- _EXTRACT PROVIDED_
** start **
R v Mason

Case

[2000] NSWCCA 207

29 May 2000

NEW SOUTH WALES CRIMINAL COURT OF APPEAL

CITATION:     Regina  v  Daniel MASON [2000]  NSWCCA 207

FILE NUMBER(S):
60349/99

HEARING DATE(S):           29/05/2000

JUDGMENT DATE:            29/05/2000

PARTIES:
 Regina
Daniel MASON

JUDGMENT OF:      Sully J Adams J    

LOWER COURT JURISDICTION: District Court

LOWER COURT FILE NUMBER(S):        98/31/0501

LOWER COURT JUDICIAL OFFICER:     Kirkham DCJ

COUNSEL:
D. Frearson - Crown
Ms R. Burgess - Appellant

SOLICITORS:
S. E. O'Connor - Crown
T. A. Murphy - Appellant

CATCHWORDS:

LEGISLATION CITED:
Crimes Act 1900
Sentencing Act 1989

DECISION:
Leave to appeal granted
Sentence quashed and in its place applicant sentenced to imprisonment for 5 years and 4 months divided between a minimum term of 3 years, to commence on 22 September 1998 and expire on 21 September 2001, and an additional term of 2 years and 4 months to commence on 22 September 2001

JUDGMENT:

IN THE COURT OF

CRIMINAL APPEAL

60349/99

SULLY J
  ADAMS J

29 May 2000

REGINA  v  Daniel MASON

JUDGMENT

  1. SULLY J: On 11 February 1999 the present applicant, Mr Daniel Mason, appeared in the District Court before his Honour Judge McGuire of that Court. He was arraigned, and pleaded guilty to one count of aggravated assault with intent to rob. Such an offence contravenes s 95(1) of the Crimes Act 1900, and it attracts upon conviction a statutory maximum penalty of penal servitude, (now imprisonment), for 20 years.
** end **
- _DATA LINES_
** start **
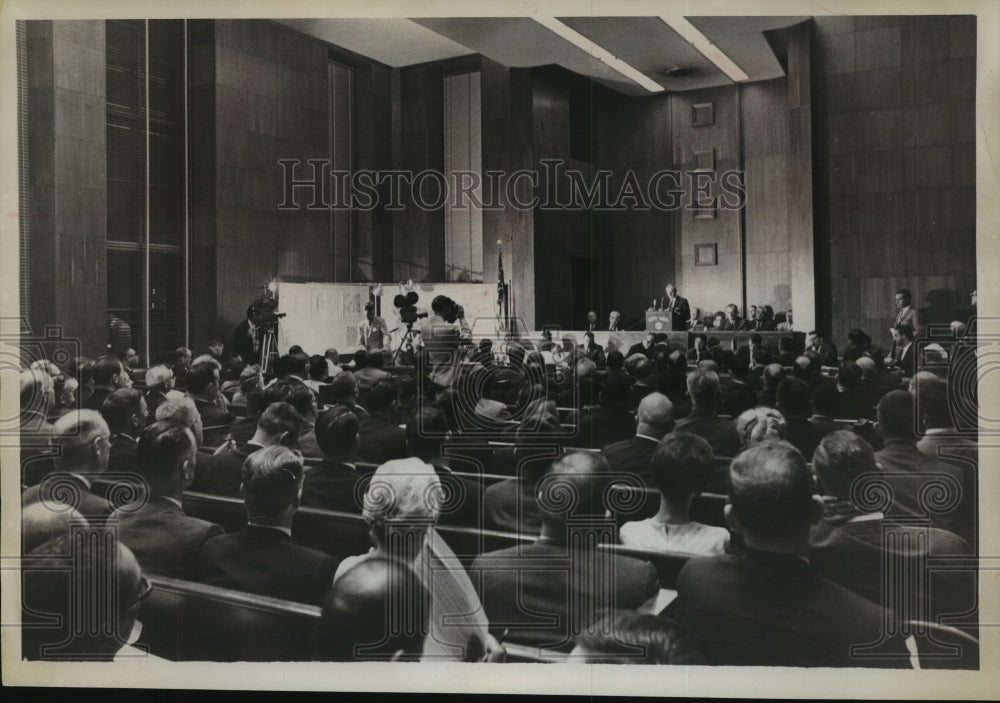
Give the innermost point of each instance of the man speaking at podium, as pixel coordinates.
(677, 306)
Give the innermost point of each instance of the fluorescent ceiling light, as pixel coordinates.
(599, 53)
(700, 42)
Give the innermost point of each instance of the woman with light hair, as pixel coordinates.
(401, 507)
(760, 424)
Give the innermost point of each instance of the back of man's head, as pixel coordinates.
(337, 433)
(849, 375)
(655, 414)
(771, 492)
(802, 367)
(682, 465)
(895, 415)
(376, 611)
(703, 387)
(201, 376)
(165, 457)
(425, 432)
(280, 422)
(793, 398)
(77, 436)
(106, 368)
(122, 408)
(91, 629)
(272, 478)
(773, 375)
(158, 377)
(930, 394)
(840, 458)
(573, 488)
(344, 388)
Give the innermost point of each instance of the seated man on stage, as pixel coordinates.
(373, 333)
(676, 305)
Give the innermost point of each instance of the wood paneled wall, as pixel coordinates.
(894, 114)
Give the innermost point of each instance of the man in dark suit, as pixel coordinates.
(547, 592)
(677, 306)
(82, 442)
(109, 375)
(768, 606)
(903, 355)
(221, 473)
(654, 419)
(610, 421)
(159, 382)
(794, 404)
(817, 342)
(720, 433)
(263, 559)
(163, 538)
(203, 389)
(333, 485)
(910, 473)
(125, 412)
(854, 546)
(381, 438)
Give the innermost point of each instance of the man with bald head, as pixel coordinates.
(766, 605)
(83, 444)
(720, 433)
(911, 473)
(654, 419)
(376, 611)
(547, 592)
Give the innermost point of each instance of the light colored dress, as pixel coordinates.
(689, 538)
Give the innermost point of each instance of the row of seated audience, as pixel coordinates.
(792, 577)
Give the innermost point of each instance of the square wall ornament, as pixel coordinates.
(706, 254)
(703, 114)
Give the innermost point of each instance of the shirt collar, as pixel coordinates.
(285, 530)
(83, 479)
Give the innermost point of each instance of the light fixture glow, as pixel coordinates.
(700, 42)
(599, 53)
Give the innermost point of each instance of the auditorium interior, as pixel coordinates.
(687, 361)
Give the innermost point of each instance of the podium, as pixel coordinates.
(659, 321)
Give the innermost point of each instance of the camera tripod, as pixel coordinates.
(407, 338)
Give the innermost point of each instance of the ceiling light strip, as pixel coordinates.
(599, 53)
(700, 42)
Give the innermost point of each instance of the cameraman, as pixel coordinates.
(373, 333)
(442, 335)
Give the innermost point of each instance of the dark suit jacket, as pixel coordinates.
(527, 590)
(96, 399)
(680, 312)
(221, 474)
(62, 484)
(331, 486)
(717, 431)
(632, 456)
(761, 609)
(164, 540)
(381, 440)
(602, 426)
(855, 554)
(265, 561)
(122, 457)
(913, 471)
** end **
** start **
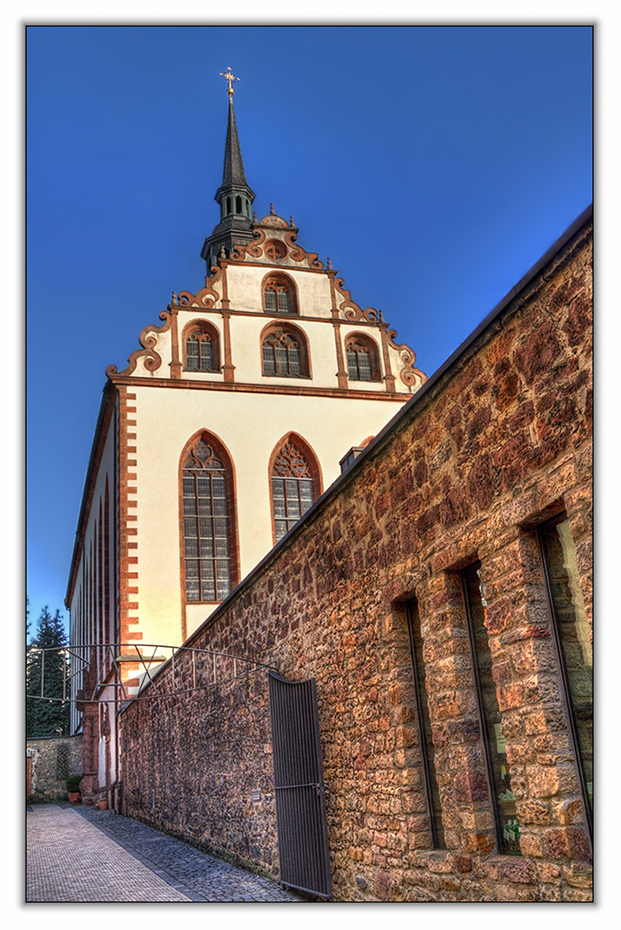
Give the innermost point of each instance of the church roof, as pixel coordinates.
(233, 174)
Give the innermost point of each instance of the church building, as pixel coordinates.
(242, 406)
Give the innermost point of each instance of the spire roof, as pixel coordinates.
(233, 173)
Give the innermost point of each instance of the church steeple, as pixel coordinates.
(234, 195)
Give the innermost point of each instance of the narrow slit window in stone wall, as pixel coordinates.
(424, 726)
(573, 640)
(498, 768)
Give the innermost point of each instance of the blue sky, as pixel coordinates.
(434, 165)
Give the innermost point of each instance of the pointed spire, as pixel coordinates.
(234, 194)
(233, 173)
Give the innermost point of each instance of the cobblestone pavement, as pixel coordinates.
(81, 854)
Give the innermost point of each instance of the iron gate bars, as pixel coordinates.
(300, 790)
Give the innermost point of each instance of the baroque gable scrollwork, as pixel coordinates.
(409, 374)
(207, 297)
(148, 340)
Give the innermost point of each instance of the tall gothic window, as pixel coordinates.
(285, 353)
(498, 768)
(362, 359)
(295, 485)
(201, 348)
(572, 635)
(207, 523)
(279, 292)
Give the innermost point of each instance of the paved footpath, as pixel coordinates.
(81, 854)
** end **
- _EXERCISE DETAILS_
From the R v Mason judgment, reproduce verbatim the passage that opens with the words containing "1. SULLY J: On" and closes with "for 20 years.". Draw only on the R v Mason judgment.

- _THE REPLY_
1. SULLY J: On 11 February 1999 the present applicant, Mr Daniel Mason, appeared in the District Court before his Honour Judge McGuire of that Court. He was arraigned, and pleaded guilty to one count of aggravated assault with intent to rob. Such an offence contravenes s 95(1) of the Crimes Act 1900, and it attracts upon conviction a statutory maximum penalty of penal servitude, (now imprisonment), for 20 years.